## begin DATA TO USE
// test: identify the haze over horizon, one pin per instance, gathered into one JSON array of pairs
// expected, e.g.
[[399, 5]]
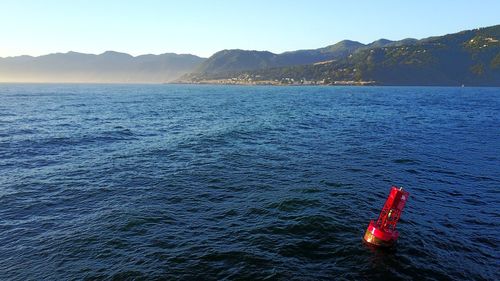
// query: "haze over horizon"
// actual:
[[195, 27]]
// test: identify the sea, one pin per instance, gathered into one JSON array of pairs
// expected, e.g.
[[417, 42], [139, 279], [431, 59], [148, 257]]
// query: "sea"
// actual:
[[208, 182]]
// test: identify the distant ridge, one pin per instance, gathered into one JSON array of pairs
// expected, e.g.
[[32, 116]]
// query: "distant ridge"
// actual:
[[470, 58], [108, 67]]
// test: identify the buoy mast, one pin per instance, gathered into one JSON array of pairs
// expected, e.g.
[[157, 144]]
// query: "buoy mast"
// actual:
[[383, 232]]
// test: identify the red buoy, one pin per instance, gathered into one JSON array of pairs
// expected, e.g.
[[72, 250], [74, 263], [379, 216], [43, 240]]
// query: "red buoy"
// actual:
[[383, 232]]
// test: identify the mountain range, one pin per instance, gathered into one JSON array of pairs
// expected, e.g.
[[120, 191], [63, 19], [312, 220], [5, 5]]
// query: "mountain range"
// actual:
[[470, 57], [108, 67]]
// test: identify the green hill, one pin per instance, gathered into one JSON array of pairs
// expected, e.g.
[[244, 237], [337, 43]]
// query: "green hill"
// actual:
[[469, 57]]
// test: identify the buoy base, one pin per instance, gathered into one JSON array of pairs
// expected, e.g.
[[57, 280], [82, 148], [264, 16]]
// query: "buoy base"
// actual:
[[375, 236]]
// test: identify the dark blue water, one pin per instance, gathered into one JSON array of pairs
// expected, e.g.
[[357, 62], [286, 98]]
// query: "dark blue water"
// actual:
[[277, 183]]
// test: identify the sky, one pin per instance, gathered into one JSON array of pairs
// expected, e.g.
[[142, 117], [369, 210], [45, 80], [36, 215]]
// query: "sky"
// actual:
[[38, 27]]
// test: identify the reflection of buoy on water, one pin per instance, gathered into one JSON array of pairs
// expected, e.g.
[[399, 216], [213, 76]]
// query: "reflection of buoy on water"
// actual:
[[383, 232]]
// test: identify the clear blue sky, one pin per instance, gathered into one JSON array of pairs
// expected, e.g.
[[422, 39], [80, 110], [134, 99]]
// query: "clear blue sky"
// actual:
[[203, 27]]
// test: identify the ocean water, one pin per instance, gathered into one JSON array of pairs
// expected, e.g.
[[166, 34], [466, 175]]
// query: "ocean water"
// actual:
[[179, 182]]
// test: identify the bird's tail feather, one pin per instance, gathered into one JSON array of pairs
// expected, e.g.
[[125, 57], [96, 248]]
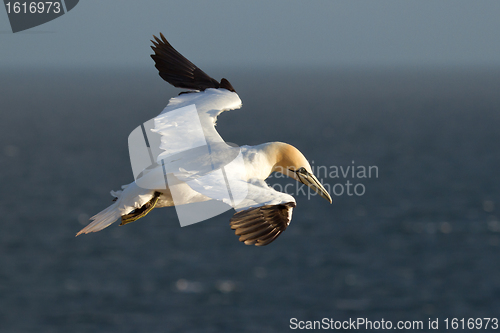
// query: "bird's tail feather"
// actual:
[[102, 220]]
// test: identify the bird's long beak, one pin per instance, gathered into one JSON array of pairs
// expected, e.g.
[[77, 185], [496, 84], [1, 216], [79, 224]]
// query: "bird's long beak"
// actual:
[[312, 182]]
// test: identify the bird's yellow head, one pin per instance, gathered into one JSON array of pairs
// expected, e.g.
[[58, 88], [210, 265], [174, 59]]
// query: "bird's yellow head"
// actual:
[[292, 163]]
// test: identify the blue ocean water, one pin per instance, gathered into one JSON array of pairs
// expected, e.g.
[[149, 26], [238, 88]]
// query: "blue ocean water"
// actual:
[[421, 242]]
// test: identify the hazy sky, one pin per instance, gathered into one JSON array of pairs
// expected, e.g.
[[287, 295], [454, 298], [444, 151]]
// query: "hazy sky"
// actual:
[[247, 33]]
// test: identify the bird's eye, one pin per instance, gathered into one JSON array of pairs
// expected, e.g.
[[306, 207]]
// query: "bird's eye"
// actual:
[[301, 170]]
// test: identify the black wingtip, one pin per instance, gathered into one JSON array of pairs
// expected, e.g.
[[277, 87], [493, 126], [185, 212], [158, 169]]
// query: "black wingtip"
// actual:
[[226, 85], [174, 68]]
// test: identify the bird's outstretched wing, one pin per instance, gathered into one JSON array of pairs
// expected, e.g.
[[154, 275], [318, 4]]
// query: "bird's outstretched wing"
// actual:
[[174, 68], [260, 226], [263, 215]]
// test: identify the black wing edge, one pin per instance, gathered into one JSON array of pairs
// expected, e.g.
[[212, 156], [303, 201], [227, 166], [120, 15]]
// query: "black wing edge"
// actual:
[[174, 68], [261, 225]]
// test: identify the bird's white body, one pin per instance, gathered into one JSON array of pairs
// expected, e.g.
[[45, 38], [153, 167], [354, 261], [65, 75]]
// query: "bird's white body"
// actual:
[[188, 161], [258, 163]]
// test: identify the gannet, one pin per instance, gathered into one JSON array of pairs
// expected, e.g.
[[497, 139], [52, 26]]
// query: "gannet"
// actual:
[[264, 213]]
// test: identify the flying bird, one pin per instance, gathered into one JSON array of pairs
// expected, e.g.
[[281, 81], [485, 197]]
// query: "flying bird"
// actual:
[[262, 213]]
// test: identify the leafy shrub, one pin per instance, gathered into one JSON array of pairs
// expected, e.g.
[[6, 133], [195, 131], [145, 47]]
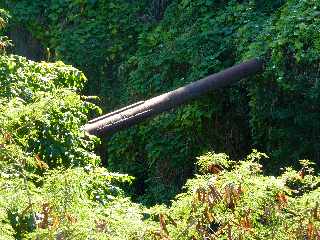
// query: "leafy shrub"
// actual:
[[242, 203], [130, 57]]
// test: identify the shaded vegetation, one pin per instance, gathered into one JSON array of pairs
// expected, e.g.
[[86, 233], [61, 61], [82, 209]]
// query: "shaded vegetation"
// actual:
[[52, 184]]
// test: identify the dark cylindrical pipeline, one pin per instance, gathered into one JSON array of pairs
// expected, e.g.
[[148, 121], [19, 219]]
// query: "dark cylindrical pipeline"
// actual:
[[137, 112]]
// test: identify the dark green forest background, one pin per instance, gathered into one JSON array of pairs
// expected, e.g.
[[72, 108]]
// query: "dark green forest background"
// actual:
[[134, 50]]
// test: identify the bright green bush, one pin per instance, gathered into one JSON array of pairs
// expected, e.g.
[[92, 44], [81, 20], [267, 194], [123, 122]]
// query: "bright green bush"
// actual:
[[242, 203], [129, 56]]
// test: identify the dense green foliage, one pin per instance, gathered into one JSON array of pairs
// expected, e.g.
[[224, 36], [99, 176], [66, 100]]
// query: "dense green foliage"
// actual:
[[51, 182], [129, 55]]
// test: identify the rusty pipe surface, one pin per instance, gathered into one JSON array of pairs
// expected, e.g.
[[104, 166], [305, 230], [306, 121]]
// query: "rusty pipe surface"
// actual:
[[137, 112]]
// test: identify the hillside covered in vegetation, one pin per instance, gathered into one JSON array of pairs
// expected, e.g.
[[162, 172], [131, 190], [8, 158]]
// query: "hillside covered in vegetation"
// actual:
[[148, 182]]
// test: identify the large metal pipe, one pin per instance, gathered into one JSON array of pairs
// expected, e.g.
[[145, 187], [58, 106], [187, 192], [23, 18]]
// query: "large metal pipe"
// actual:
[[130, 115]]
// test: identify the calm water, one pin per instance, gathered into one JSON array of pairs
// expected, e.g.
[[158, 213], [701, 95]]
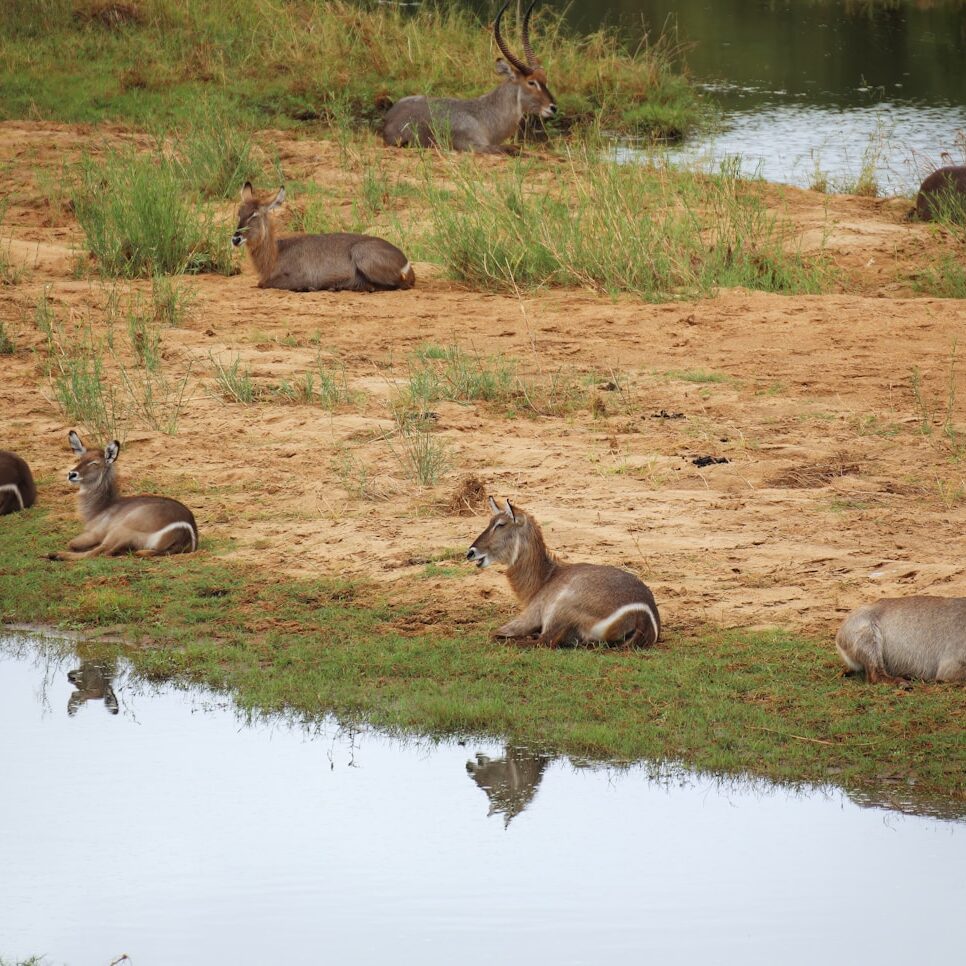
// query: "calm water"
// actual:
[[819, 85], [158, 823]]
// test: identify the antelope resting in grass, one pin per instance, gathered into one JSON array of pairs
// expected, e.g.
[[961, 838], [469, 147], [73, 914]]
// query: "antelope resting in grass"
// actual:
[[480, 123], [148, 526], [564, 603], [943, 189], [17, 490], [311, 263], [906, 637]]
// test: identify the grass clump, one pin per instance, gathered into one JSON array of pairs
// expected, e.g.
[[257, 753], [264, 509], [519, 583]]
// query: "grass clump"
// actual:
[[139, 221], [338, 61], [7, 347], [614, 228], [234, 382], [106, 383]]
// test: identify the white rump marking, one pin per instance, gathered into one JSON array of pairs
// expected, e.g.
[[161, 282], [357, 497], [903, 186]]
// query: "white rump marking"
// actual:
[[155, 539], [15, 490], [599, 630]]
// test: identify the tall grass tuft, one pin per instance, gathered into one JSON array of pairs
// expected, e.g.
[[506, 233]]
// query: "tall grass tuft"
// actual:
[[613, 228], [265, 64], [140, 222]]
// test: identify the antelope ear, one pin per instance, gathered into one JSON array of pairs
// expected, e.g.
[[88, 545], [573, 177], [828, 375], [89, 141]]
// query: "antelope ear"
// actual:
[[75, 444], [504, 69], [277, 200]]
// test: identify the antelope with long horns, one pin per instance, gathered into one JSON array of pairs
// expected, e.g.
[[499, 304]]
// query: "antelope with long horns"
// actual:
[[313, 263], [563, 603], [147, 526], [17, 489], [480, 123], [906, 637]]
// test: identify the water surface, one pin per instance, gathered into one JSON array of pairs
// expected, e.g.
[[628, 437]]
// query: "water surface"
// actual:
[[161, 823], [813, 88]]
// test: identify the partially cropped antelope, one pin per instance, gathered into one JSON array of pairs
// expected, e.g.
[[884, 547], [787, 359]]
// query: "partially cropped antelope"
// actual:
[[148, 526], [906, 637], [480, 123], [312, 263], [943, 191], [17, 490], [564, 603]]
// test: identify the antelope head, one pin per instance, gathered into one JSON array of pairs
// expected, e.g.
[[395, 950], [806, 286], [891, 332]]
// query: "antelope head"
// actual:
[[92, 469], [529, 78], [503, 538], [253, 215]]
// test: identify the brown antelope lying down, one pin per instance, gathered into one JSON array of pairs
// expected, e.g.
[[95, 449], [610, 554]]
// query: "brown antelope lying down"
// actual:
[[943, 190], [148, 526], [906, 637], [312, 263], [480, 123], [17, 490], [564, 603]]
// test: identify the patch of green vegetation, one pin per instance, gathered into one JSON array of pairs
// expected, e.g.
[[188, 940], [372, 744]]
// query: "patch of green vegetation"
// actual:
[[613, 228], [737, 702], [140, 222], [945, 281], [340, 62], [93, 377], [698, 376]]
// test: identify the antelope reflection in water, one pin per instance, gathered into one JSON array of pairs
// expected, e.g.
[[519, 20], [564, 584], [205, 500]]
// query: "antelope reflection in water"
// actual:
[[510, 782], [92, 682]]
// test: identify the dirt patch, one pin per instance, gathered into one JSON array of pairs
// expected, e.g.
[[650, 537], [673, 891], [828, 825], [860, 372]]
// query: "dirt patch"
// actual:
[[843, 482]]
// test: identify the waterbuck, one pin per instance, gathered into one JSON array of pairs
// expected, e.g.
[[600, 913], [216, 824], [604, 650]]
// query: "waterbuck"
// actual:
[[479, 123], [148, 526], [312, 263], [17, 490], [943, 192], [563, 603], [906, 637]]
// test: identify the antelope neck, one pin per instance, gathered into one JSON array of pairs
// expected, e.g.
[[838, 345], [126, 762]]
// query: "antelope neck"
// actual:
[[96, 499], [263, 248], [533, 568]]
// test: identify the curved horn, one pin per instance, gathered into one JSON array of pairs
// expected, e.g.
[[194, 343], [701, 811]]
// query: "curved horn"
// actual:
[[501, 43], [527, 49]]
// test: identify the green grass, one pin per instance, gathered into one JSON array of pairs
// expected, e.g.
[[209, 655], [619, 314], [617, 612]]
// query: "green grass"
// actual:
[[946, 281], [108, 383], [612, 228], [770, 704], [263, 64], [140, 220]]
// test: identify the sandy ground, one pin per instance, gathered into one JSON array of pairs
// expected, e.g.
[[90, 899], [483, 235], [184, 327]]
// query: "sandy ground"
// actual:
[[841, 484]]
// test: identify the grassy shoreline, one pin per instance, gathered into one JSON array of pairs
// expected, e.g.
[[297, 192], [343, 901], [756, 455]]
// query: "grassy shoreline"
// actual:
## end DATA TO USE
Render the lines above as a numbered list, omitting blank lines, starting at the first line and ending after the line that contains "[[469, 57]]". Leave the pictures out of the list.

1. // test: identify the haze over horizon, one pin per instance, gathered into one JSON array of pairs
2. // expected, e.g.
3. [[399, 5]]
4. // query: "haze over horizon"
5. // actual:
6. [[195, 27]]
7. // test: identify the sea, one pin per instance, gathered into one JSON array of pairs
8. // expected, e.g.
9. [[417, 42], [139, 279], [431, 59], [148, 257]]
10. // query: "sea"
11. // actual:
12. [[208, 182]]
13. // test: identify the distant ridge, one pin per instance, gathered into one JSON array of pairs
14. // expected, e.g.
15. [[32, 116]]
16. // query: "distant ridge"
17. // actual:
18. [[470, 58], [108, 67]]
19. // test: identify the buoy mast, one pin per instance, gathered into one JSON array of pairs
20. // expected, e.g.
21. [[157, 144]]
22. // query: "buoy mast"
23. // actual:
24. [[383, 232]]
25. // test: identify the red buoy, one pin per instance, gathered into one JSON array of pairs
26. // expected, e.g.
27. [[72, 250], [74, 263], [379, 216], [43, 240]]
28. // query: "red buoy"
29. // actual:
30. [[383, 232]]
31. // test: identify the mountain range, one pin per instance, gathered into one JSON array of pairs
32. // expected, e.g.
33. [[120, 191], [63, 19], [312, 220], [5, 5]]
34. // query: "mountain range"
35. // actual:
36. [[470, 57], [108, 67]]
37. // test: identify the green hill, one pin per instance, gathered into one JSON array of pairs
38. // expected, e.g.
39. [[244, 237], [337, 43]]
40. // query: "green hill"
41. // actual:
42. [[469, 57]]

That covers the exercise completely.